--- Problem statement ---
Look for the string "stand" in the listing below, then copy every line that has it.

[[ Dataset open ]]

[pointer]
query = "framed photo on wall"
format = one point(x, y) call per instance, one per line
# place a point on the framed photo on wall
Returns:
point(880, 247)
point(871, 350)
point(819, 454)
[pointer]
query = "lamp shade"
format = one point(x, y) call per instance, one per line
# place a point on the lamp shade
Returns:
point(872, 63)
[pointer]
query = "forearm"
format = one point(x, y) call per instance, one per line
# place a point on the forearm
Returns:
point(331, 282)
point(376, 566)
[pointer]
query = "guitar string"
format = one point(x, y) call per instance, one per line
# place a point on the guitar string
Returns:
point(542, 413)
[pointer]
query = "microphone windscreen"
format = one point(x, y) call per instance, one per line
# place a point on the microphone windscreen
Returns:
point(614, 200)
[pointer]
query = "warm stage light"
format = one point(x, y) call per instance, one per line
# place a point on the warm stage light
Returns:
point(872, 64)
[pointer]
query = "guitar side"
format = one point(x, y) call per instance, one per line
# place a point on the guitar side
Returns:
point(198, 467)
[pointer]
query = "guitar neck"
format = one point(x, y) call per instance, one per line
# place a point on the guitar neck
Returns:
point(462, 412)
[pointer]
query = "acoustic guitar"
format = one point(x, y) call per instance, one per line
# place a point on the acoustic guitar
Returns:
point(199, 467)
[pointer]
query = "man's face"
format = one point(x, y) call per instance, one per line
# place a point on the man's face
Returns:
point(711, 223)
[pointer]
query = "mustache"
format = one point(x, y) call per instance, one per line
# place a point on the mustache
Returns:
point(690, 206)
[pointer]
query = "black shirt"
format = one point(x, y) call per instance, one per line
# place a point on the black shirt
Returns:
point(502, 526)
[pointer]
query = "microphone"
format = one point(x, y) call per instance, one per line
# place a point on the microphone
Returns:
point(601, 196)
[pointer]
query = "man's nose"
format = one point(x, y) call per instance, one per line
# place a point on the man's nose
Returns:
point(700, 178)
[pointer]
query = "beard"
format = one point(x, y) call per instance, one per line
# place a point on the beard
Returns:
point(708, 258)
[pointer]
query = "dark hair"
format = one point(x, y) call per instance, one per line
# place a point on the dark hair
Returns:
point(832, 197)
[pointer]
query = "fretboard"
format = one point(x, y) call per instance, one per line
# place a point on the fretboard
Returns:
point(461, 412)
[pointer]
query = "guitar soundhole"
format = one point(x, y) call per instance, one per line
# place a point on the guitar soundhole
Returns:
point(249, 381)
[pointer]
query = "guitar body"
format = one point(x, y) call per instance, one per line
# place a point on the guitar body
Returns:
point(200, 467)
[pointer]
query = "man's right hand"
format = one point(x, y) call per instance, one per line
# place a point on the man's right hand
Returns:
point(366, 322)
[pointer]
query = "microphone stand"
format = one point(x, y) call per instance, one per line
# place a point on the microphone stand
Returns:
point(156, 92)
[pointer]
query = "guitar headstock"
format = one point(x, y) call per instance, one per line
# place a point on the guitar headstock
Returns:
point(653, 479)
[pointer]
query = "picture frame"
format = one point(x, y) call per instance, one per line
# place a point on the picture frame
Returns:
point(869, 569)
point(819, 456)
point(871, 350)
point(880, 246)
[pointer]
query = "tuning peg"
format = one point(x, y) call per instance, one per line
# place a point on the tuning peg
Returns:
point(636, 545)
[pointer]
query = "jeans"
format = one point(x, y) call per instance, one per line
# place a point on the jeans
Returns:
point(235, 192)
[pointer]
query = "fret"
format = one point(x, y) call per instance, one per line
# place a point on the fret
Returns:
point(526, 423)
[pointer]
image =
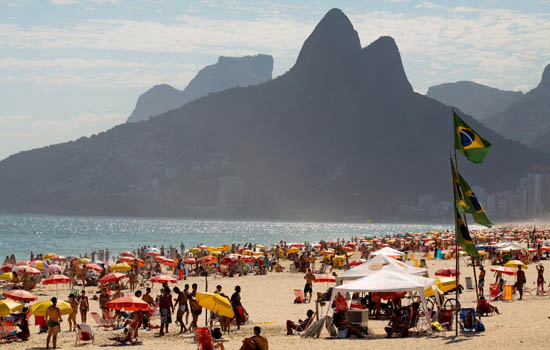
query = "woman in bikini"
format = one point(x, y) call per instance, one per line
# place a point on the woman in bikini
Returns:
point(83, 306)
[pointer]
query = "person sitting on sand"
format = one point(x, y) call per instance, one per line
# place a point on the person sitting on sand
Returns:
point(300, 326)
point(484, 308)
point(256, 342)
point(53, 319)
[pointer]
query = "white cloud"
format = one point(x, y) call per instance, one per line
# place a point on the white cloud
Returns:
point(64, 2)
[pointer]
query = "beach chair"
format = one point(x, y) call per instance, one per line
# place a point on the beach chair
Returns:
point(299, 296)
point(468, 320)
point(84, 333)
point(100, 322)
point(203, 339)
point(508, 292)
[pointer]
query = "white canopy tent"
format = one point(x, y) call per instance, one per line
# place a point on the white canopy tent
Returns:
point(387, 280)
point(376, 264)
point(387, 251)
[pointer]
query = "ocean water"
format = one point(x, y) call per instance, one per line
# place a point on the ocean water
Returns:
point(70, 235)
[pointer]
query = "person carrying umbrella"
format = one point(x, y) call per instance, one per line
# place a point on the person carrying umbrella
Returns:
point(53, 320)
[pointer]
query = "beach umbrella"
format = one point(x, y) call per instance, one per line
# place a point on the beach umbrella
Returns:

[[ Dataset closed ]]

--- Result of this exercise ---
query = "microphone stand"
# place a point on the microphone stand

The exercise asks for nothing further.